Segment Start: EXTRACT
“Remember to look up at the stars and not down at your feet. Try to make sense of what you see and wonder about what makes the universe exist. Be curious. And however difficult life may seem, there is always something you can do and succeed at. It matters that you don’t just give up.”
So said Professor Stephen Hawking in a speech to celebrate his 70th birthday a little over 6 years ago.
Having occasion to stare down at one’s feet can feel like much the easiest option in difficult times. I think we’ve probably all done it at one point or another. Wanting, for whatever reason, to be somewhere else. Or someone else. I know I have.
One of my earliest recollections of experiencing each of those emotions, simultaneously, was as a young boy standing in horror, my feet somehow seeming to have grown roots, as the ball I had just kicked sailed through my parents’ (closed) kitchen window. Professor Hawking and the physicists among you could, I am sure, define the event in terms of mass, energy, velocity and acceleration. My thoughts, in that moment, were somewhat more rudimentary.
Star-gazing is another matter entirely. Who hasn’t looked up into the night sky and wondered? What is out there? Are we really alone? What’s that bright star? (Hint: It’s probably not a star…) What’s the name of that constellation? How did it all happen? Even if we can’t make sense of what we see or why we are seeing it the celestial majesty is, well, awesome.
Segment End: EXTRACT
Segment Start: DATASET
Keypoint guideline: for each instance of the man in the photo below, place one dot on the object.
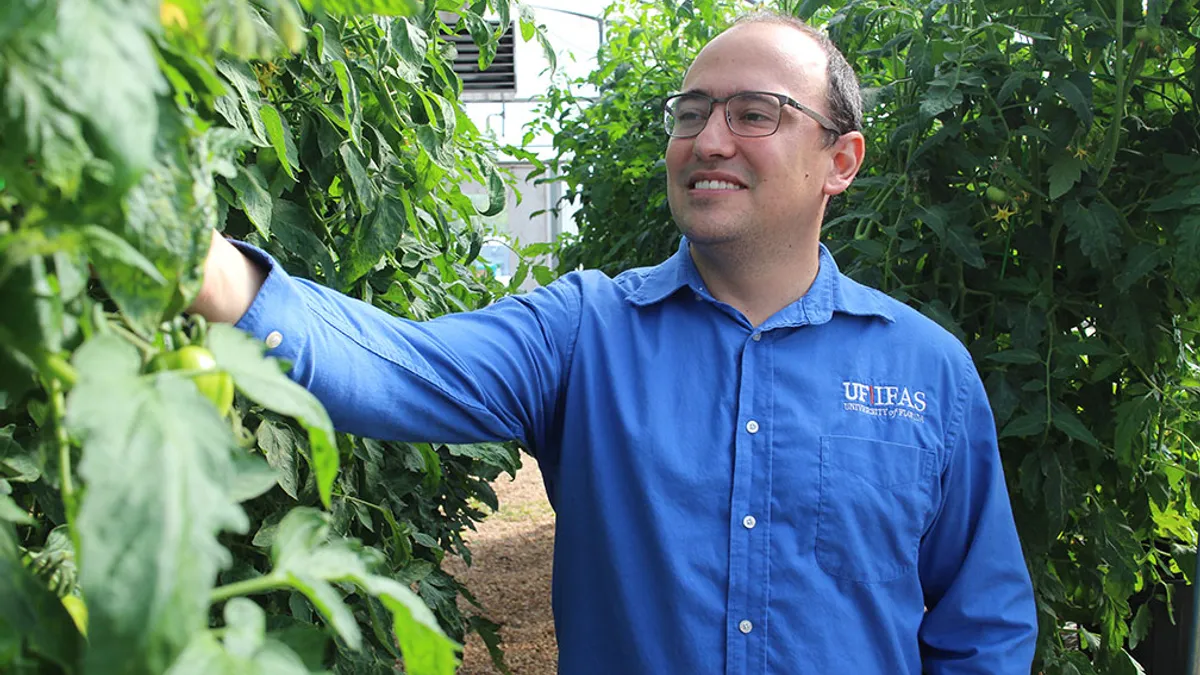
(759, 466)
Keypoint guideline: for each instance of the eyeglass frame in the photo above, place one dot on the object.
(784, 100)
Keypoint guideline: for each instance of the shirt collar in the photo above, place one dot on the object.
(831, 291)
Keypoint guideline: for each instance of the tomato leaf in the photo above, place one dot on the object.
(261, 381)
(1065, 173)
(157, 469)
(246, 650)
(30, 613)
(305, 555)
(168, 215)
(280, 136)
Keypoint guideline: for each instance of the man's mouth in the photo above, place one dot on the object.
(715, 185)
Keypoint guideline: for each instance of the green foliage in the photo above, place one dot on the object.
(1031, 184)
(337, 142)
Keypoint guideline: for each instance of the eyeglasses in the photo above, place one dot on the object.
(748, 113)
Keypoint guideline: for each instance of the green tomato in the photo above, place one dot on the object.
(216, 387)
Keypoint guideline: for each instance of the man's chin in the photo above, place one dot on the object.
(708, 234)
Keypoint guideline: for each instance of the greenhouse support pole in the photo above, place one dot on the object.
(1194, 647)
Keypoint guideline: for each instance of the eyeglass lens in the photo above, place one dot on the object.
(749, 114)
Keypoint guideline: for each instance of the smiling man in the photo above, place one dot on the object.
(757, 465)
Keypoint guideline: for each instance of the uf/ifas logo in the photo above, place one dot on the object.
(885, 400)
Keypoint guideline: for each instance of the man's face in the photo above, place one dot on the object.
(779, 180)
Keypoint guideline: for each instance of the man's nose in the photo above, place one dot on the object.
(715, 139)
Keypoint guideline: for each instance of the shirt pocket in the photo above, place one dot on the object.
(875, 503)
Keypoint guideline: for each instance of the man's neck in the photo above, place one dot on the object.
(759, 282)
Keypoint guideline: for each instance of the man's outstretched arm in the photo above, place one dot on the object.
(231, 282)
(982, 617)
(487, 375)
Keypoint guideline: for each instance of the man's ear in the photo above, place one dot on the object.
(845, 159)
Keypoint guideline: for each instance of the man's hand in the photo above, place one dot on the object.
(231, 282)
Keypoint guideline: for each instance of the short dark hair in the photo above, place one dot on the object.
(843, 94)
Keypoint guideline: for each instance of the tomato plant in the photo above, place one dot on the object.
(184, 527)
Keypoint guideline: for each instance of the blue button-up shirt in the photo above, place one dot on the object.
(819, 494)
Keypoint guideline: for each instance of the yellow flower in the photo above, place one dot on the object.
(172, 15)
(1003, 214)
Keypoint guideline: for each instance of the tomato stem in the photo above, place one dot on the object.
(70, 497)
(247, 587)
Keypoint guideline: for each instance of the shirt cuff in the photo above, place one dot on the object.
(277, 314)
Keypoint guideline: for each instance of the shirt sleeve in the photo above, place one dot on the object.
(981, 614)
(489, 375)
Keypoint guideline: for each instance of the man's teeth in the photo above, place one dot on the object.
(717, 185)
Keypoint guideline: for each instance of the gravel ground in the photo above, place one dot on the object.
(513, 555)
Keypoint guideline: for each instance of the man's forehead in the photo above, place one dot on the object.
(757, 55)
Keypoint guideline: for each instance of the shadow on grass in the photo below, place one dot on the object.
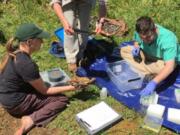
(85, 95)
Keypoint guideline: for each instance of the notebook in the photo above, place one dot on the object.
(97, 117)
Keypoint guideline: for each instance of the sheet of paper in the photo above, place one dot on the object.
(98, 115)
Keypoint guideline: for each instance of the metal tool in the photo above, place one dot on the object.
(84, 31)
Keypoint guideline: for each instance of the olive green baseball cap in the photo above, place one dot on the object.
(29, 31)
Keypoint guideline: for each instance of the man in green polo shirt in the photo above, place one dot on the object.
(158, 48)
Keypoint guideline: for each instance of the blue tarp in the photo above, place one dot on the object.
(131, 98)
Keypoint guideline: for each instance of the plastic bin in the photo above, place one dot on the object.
(60, 34)
(124, 76)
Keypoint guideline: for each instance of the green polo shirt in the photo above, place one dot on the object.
(165, 46)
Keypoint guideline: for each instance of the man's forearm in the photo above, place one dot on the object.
(165, 72)
(102, 8)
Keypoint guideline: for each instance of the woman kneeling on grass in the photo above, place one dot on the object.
(22, 91)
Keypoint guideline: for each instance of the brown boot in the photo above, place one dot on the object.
(72, 67)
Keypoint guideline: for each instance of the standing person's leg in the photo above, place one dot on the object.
(71, 47)
(84, 11)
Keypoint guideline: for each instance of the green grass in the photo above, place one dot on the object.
(164, 12)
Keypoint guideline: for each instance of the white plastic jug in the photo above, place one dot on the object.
(103, 93)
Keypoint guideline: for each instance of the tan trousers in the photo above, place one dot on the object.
(146, 66)
(78, 15)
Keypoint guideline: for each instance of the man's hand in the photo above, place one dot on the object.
(149, 89)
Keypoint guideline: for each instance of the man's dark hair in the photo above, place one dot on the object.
(145, 25)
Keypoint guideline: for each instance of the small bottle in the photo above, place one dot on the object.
(103, 93)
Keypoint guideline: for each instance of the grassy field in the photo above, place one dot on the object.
(164, 12)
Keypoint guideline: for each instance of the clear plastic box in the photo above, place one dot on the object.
(124, 76)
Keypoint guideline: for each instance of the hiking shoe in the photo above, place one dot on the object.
(72, 67)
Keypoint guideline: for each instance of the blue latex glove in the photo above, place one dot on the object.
(135, 51)
(149, 89)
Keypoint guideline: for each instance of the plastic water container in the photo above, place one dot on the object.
(103, 93)
(124, 76)
(60, 34)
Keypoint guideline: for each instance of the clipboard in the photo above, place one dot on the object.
(97, 118)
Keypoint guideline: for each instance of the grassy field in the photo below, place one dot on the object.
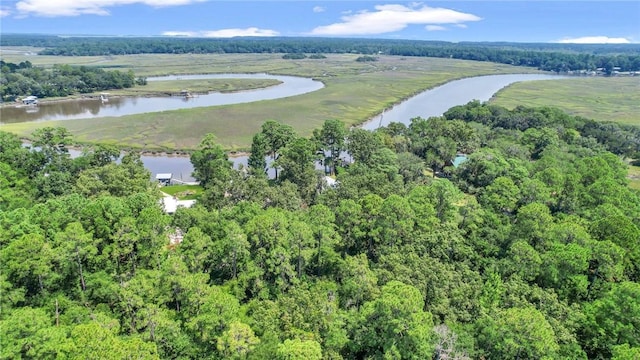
(605, 99)
(201, 86)
(353, 93)
(184, 192)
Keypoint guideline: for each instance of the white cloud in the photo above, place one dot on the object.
(224, 33)
(594, 40)
(435, 28)
(54, 8)
(393, 17)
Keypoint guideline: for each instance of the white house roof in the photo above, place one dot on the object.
(171, 204)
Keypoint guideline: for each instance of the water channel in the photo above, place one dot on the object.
(119, 106)
(429, 103)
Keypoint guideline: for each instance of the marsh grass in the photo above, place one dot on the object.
(633, 175)
(202, 86)
(602, 98)
(354, 92)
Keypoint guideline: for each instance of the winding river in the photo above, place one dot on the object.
(433, 102)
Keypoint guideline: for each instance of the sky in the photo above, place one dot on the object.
(512, 21)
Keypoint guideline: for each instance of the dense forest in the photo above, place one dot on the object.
(551, 57)
(529, 249)
(24, 79)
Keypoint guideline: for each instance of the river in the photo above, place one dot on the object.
(433, 102)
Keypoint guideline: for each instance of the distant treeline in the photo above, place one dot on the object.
(551, 57)
(23, 79)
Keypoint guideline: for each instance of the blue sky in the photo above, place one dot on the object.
(517, 21)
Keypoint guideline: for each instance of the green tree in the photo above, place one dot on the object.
(298, 349)
(612, 320)
(237, 342)
(394, 323)
(276, 136)
(210, 163)
(331, 138)
(517, 333)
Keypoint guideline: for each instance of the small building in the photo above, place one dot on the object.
(170, 204)
(30, 100)
(164, 179)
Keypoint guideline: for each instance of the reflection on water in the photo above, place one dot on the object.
(119, 106)
(429, 103)
(437, 101)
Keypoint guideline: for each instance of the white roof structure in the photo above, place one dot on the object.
(171, 204)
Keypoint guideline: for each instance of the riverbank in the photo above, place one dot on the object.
(351, 92)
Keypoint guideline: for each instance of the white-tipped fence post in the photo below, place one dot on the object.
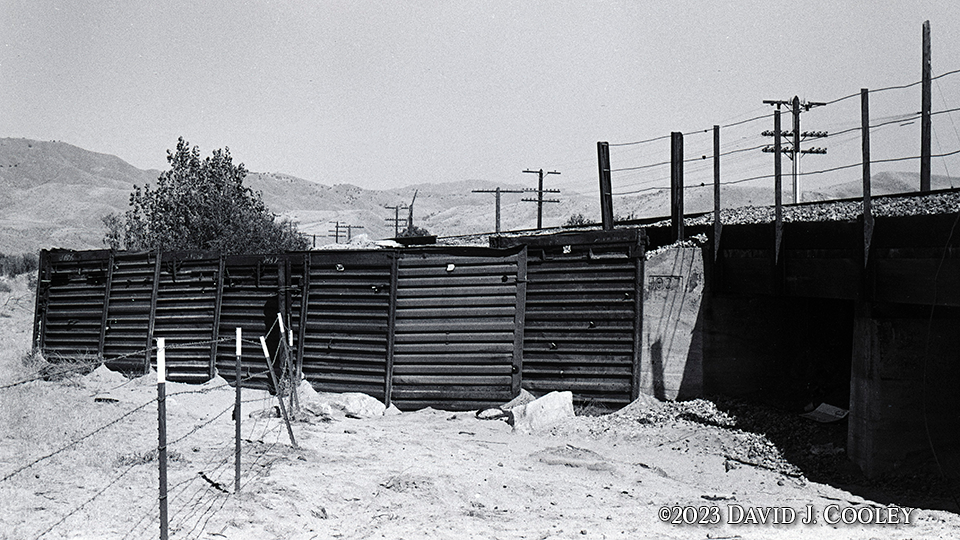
(162, 432)
(236, 415)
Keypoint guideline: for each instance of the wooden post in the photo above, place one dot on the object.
(153, 311)
(519, 322)
(639, 283)
(106, 304)
(273, 377)
(867, 209)
(217, 304)
(676, 185)
(777, 187)
(498, 210)
(925, 121)
(304, 312)
(236, 413)
(162, 431)
(391, 328)
(606, 189)
(717, 224)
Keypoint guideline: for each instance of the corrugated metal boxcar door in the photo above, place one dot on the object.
(127, 327)
(346, 323)
(71, 317)
(185, 313)
(249, 281)
(583, 313)
(456, 337)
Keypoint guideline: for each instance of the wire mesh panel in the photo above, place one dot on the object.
(127, 328)
(74, 284)
(186, 313)
(346, 321)
(457, 328)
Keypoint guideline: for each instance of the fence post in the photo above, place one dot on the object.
(676, 185)
(236, 413)
(162, 433)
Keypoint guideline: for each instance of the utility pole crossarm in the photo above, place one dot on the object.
(540, 191)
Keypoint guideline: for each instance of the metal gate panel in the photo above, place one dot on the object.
(347, 321)
(457, 320)
(185, 313)
(74, 288)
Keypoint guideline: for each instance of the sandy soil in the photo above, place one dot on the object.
(424, 474)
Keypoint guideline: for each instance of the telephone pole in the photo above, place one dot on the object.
(396, 218)
(794, 152)
(498, 191)
(540, 191)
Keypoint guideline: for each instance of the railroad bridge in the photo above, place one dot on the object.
(863, 315)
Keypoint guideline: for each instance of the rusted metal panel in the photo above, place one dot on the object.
(582, 315)
(347, 317)
(249, 281)
(456, 327)
(128, 311)
(75, 284)
(186, 311)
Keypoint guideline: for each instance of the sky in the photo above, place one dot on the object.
(387, 94)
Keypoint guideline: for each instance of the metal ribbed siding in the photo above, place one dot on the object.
(126, 334)
(457, 342)
(186, 313)
(71, 314)
(345, 343)
(583, 313)
(248, 282)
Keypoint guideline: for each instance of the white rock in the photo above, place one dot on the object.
(543, 412)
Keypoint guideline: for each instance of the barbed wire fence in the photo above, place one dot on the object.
(196, 498)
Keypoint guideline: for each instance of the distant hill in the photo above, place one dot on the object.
(53, 194)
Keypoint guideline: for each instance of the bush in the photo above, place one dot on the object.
(14, 265)
(201, 204)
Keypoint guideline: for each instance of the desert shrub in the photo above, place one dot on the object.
(200, 204)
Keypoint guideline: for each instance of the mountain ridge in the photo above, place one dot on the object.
(53, 194)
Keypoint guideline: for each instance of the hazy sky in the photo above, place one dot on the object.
(387, 93)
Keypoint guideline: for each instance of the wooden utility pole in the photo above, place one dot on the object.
(498, 191)
(540, 191)
(676, 185)
(396, 218)
(867, 206)
(717, 225)
(777, 188)
(794, 151)
(925, 121)
(606, 190)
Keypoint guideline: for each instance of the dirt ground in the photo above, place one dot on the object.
(77, 460)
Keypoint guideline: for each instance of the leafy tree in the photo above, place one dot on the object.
(200, 204)
(413, 231)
Segment End: DATASET
# PROBLEM SET
**a)** Print the passage about Hawking's advice, starting with "So said Professor" and going on through "somewhat more rudimentary.".
**b)** Answer these from the passage about Hawking's advice:
(i) Which birthday was Professor Hawking celebrating when he gave the speech?
(ii) What did the ball kicked in the childhood memory sail through?
(iii) According to the quoted speech, what should one look up at instead of one's feet?

# RESPONSES BY ITEM NUMBER
**a)**
So said Professor Stephen Hawking in a speech to celebrate his 70th birthday a little over 6 years ago.
Having occasion to stare down at one’s feet can feel like much the easiest option in difficult times. I think we’ve probably all done it at one point or another. Wanting, for whatever reason, to be somewhere else. Or someone else. I know I have.
One of my earliest recollections of experiencing each of those emotions, simultaneously, was as a young boy standing in horror, my feet somehow seeming to have grown roots, as the ball I had just kicked sailed through my parents’ (closed) kitchen window. Professor Hawking and the physicists among you could, I am sure, define the event in terms of mass, energy, velocity and acceleration. My thoughts, in that moment, were somewhat more rudimentary.

**b)**
(i) His 70th birthday
(ii) The parents' closed kitchen window
(iii) The stars